**What you need to do**.
(a) In the text on GRUB's string functions, quote everything from "The typical declarations" down to "adding that requirement.".
(b) Condense the paragraph in the text on GRUB's string functions that begins "The implementation is semantically required" into a shorter version that keeps its main facts.

Currently the string functions grub_strtol(), grub_strtoul(), and
grub_strtoull() don't declare the "end" pointer in such a way as to
require the pointer itself or the character array to be immutable to the
implementation, nor does the C standard do so in its similar functions,
though it does require us not to change any of it.
The typical declarations of these functions follow this pattern:
long
strtol(const char * restrict nptr, char ** restrict endptr, int base);
Much of the reason for this is historic, and a discussion of that
follows below, after the explanation of this change. (GRUB currently
does not include the "restrict" qualifiers, and we name the arguments a
bit differently.)
The implementation is semantically required to treat the character array
as immutable, but such accidental modifications aren't stopped by the
compiler, and the semantics for both the callers and the implementation
of these functions are sometimes also helped by adding that requirement.

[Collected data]
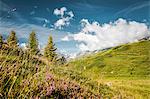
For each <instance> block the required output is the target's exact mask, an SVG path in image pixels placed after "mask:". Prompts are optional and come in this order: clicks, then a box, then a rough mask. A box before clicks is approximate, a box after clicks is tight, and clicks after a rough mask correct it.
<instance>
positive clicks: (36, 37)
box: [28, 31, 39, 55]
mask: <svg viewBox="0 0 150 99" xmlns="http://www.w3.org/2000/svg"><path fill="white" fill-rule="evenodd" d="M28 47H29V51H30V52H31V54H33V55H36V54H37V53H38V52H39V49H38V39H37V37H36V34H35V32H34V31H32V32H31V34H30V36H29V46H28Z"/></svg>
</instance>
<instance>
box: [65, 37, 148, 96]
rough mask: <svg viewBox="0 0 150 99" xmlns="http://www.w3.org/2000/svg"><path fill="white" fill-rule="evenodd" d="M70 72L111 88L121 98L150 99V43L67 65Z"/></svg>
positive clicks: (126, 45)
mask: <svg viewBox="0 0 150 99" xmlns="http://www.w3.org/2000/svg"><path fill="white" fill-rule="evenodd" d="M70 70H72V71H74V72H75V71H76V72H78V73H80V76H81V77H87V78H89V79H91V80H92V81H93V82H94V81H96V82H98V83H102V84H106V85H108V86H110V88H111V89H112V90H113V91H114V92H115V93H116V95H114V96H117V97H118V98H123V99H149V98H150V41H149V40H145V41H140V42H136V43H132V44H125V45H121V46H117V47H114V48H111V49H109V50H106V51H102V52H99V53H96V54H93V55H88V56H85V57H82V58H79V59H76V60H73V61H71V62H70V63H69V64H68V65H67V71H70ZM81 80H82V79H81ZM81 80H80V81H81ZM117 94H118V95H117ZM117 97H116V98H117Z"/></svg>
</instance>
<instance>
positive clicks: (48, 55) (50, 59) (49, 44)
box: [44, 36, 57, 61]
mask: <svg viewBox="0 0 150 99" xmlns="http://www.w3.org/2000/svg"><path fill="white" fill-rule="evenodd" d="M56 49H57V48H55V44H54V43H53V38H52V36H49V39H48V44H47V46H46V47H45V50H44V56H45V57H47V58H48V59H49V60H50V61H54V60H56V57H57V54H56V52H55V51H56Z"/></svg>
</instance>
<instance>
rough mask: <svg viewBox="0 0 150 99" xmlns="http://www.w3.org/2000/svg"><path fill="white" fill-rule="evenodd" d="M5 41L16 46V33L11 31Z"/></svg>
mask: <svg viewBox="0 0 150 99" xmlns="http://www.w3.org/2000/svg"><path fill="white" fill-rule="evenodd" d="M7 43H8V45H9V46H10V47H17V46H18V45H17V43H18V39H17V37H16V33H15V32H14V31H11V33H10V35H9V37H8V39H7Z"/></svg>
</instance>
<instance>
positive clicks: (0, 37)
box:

**List of solutions**.
(a)
The typical declarations of these functions follow this pattern:
long
strtol(const char * restrict nptr, char ** restrict endptr, int base);
Much of the reason for this is historic, and a discussion of that
follows below, after the explanation of this change. (GRUB currently
does not include the "restrict" qualifiers, and we name the arguments a
bit differently.)
The implementation is semantically required to treat the character array
as immutable, but such accidental modifications aren't stopped by the
compiler, and the semantics for both the callers and the implementation
of these functions are sometimes also helped by adding that requirement.

(b) The implementation must treat the character array as immutable, but the compiler does not prevent accidental changes to it. Adding that requirement sometimes helps the semantics for both the callers and the implementation of these functions.